-- Start of Entries supplied --

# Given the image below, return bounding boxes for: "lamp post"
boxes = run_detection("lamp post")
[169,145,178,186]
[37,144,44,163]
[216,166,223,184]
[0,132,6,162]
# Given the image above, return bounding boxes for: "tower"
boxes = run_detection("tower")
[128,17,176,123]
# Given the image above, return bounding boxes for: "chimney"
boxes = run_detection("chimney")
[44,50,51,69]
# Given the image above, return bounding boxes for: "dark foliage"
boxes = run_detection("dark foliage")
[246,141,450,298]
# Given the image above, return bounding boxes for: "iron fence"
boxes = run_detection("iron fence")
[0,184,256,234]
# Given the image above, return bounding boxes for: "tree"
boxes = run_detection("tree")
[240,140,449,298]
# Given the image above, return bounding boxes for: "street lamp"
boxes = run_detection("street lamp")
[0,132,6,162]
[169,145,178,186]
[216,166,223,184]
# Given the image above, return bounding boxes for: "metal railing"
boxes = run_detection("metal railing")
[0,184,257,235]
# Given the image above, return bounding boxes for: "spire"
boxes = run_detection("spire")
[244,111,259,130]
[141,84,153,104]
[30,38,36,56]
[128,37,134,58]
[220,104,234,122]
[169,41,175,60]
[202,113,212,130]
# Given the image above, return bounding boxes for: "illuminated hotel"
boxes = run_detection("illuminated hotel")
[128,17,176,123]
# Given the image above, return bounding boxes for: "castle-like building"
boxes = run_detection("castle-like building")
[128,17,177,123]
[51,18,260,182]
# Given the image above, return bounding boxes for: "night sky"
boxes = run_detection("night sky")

-- End of Entries supplied --
-- Start of Entries supplied --

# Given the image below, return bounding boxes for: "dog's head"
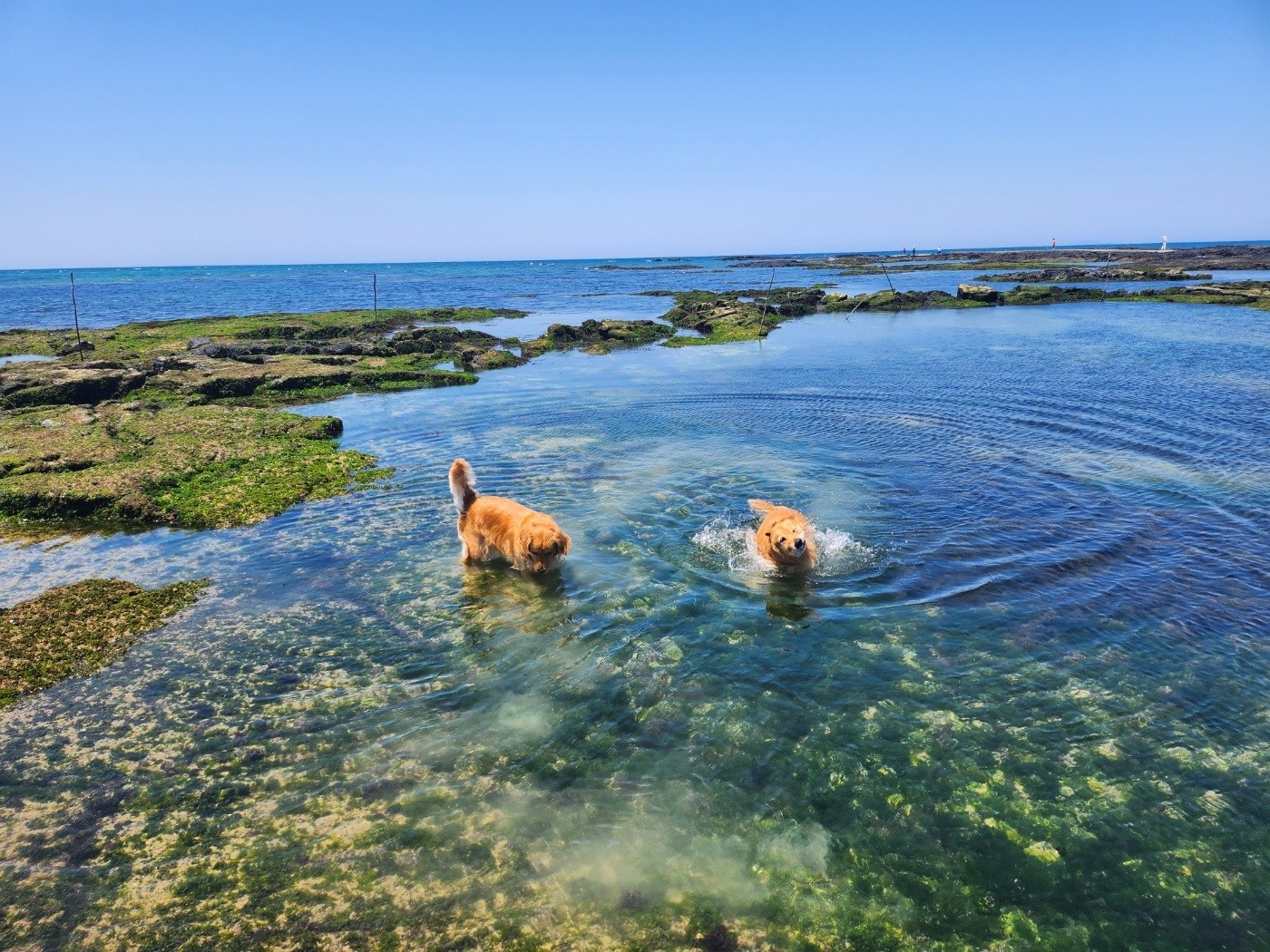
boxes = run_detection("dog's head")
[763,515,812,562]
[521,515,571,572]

-- End of Entries supplied --
-- Start of Entries supplied --

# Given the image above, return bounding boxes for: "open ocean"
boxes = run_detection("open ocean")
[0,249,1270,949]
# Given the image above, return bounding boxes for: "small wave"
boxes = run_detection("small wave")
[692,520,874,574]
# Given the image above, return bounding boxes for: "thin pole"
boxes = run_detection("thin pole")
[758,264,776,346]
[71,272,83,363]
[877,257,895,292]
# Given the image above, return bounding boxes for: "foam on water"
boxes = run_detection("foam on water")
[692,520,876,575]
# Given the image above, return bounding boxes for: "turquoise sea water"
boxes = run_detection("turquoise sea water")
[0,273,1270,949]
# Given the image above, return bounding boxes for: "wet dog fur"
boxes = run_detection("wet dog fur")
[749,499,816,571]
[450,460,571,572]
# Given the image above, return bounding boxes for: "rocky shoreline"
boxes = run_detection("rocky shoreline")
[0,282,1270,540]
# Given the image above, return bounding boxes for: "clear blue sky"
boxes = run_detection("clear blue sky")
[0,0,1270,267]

-- End of Entries supplied --

Which lines of the items above contain the word "railing"? Pick out each one and copy it in full.

_Solution for this problem_
# Given the image above, return bounding boxes for: "metal railing"
boxes = run_detection("metal railing")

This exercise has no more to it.